_Goal_: Lay out every line of the rows below as a numbered list, leaving out blank lines and the pictures.

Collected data
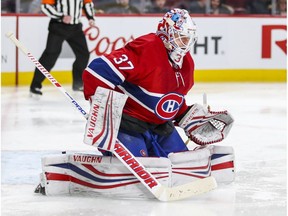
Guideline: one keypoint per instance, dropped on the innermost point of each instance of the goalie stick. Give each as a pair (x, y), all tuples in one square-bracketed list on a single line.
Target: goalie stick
[(161, 192)]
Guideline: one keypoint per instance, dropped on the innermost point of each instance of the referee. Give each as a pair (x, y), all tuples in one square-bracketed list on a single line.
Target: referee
[(64, 25)]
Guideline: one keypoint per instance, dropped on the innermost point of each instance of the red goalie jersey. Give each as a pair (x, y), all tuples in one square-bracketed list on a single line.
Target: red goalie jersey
[(142, 70)]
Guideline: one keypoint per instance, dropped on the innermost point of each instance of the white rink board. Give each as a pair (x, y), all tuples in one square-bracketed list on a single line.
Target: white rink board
[(223, 43)]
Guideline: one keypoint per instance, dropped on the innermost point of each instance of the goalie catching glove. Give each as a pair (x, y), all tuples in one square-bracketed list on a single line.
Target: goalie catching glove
[(205, 127)]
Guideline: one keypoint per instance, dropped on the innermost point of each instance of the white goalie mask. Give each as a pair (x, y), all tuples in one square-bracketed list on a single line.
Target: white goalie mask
[(178, 32)]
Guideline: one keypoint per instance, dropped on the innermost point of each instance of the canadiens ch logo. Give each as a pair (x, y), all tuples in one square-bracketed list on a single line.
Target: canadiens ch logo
[(169, 105)]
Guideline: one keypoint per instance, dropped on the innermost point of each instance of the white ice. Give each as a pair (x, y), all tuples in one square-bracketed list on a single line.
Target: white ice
[(33, 128)]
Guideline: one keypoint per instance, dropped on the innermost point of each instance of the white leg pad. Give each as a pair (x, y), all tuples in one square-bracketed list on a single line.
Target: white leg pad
[(189, 166), (99, 175), (216, 161), (222, 163)]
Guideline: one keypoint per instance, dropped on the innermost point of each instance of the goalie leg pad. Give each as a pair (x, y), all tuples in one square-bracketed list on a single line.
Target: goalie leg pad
[(222, 163), (216, 161), (189, 166), (99, 175)]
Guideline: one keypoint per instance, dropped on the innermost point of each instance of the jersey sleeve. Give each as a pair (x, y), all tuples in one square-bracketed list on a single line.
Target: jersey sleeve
[(88, 7), (48, 8), (113, 69)]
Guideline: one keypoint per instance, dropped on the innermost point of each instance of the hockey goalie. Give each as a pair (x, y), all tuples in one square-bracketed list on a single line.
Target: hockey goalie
[(137, 96)]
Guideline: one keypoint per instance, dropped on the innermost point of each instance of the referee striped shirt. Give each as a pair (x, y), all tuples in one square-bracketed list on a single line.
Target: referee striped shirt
[(56, 9)]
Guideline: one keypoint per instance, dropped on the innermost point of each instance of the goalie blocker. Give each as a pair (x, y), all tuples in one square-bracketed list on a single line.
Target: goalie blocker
[(104, 175)]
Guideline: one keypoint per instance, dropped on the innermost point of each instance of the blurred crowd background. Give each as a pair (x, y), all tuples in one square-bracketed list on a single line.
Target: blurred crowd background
[(246, 7)]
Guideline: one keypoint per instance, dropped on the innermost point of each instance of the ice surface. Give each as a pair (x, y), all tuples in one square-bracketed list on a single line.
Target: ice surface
[(33, 128)]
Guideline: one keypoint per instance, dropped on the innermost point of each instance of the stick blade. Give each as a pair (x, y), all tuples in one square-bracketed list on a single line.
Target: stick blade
[(9, 34), (194, 188)]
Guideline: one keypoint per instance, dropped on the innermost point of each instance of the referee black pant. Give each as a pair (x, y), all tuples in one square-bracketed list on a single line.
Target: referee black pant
[(74, 35)]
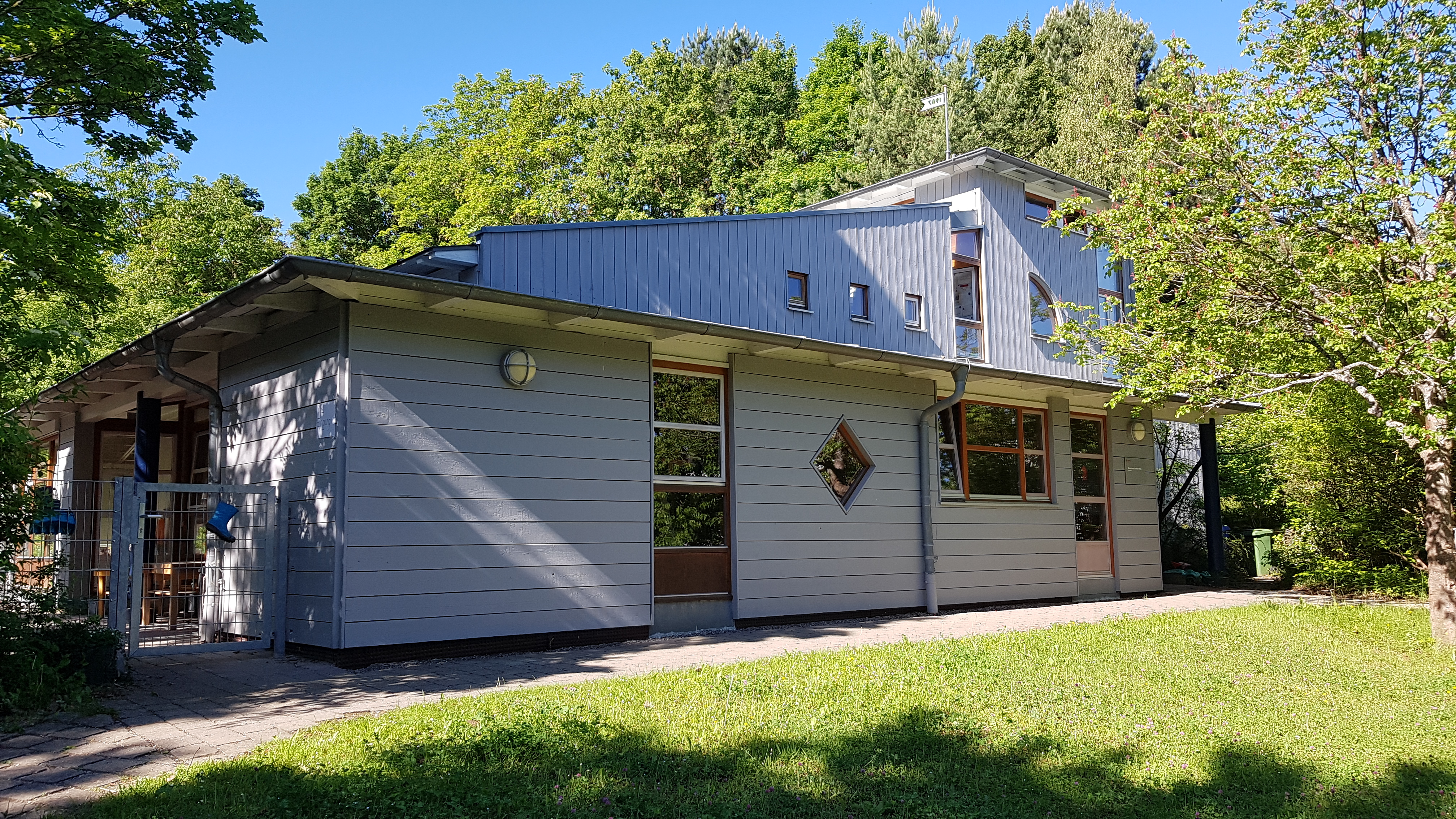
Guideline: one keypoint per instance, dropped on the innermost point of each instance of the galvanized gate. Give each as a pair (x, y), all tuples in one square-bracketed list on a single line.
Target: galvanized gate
[(186, 591)]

_Output of the exercise_:
1. Guideline: one keypoint per instance, dropped on the innermost point of each instance of the goalie stick. Give each as a pair (x, y), all tuples in one square-bracketed list on a single line.
2. Target: goalie stick
3. [(161, 192)]
4. Guideline: one keypoint per instance, dropped on the innermost point of each instance of the referee. Give each as a pair (x, y), all tuples in one square-bracketed list on a single line.
5. Target: referee
6. [(64, 25)]
7. Guideline: one keypoint per instance, dropped on the innermost point of each instance of the red goalie jersey. Give each as a pair (x, y), all tuples in one square-bracketed list on a single line.
8. Target: red goalie jersey
9. [(142, 70)]
10. Guideline: one keypoint per instance, dropped on the innermost point of each instance of the white rink board. Give each as a pair (x, y), all tuples in one square-bracketed list on a single line.
11. Target: white rink board
12. [(223, 43)]
13. Guideline: one keypoint per instance, dropped on the innermost point of each instance of the goalie catching glove. Give each as a pair (x, y), all tuples in one square-bracketed list on a single line.
14. Target: goalie catching glove
15. [(205, 127)]
16. Guideline: one keypoint per instance, dropped on the innermost point of each instance of the white goalie mask. Give each as a pair (x, y), all tuples in one square-bracketed list on a single line.
17. Target: white goalie mask
18. [(178, 32)]
19. Guideline: one keypoint per instance, dropped on the innermost point of each instance of the canadiens ch logo. Give each as a pair (x, y), all tuples in one square-bracketed list on a single line.
20. Target: canadiens ch logo
21. [(169, 105)]
22. Guideline: one keypoint per instance, dropped on the innermost point of each instance of the white ice. Give each as a pair (x, y), all tuples in one square-bracketed list on a single line.
23. Target: white ice
24. [(33, 128)]
25. Guideline: one keypoint per instance, dropped on the innermost point of each instance of the white leg pad. Give each as a pair (x, y), all tuples in one square-bracketed list on a single line.
26. Target: white leg pad
27. [(189, 166), (99, 175), (216, 161), (222, 163)]
28. Guideline: one keypoint per instance, dropped on the innermost point of each instance of the goalie leg pad. Give each as a pair (x, y), all tuples in one square-bracketed list on a single line.
29. Target: goalie leg pad
30. [(222, 163), (216, 161), (189, 166), (99, 175)]
31. Guideline: one keypoint per instance, dropped on the innermost point of each instance of the jersey sleeve. Give each as a pair (x, y), all tuples in one square-bracketed list on a single line.
32. Target: jersey sleeve
33. [(88, 7), (48, 8), (113, 69)]
34. Guideline: one keypoint per instance, dropped on the innermost point of each instance of the hockey goalie. Give each as a pair (x, y), all tuples in one square-bracketed list on a single line.
35. Target: hockey goalie
36. [(137, 96)]
37. Guideline: one keypoint per instance, dropped on the innermost point of each instance of the referee striped shirt. Give each as a pair (x, y), all tuples in one square-bracketed list on a single line.
38. Target: referee striped shirt
39. [(56, 9)]
40. Guideline: one keypoint per instance, dropped on the innermost point of each instance of the goalie blocker. Give each as a pair (x, y), all tuples in one square-bracketed list on a single line.
41. Target: goalie blocker
42. [(104, 175)]
43. Guideline: one keypoint per instance, dropped on the innermost point of each instance of the blurred crowd background. Give each as a pair (x, y), all tuples in one square-bracketed list on a single line.
44. Target: blurred crowd background
45. [(246, 7)]
46. Guideline: one keypoint per instance, dropped on the innermost point of each instance of the ice surface. Give each as a pair (x, y), all tuples in one square-bracketed list on a single line.
47. Target: ice surface
48. [(33, 128)]
49. Guideline: one keypoint per instance, dropped on the innermost point of each instance of the stick blade. Give each as a pair (x, y), all tuples in one square-bracketed list on a single line.
50. Target: stick blade
51. [(9, 34), (194, 188)]
52. Guideline: one keypoint per instance, dropped on the innermost point of each instance of the referee black pant. Give each as a pair (x, y), all tuples in one square-bracketed list on a single line.
53. Target: referee black pant
54. [(74, 35)]
55. Guideline: one keypoint per instance, dropped on the innermost point of each instance of the galvanized gate. Give each as a pair (x, y), all tuples in one square-bracketed list on a single line.
56. Target: galvanized gate
57. [(186, 591)]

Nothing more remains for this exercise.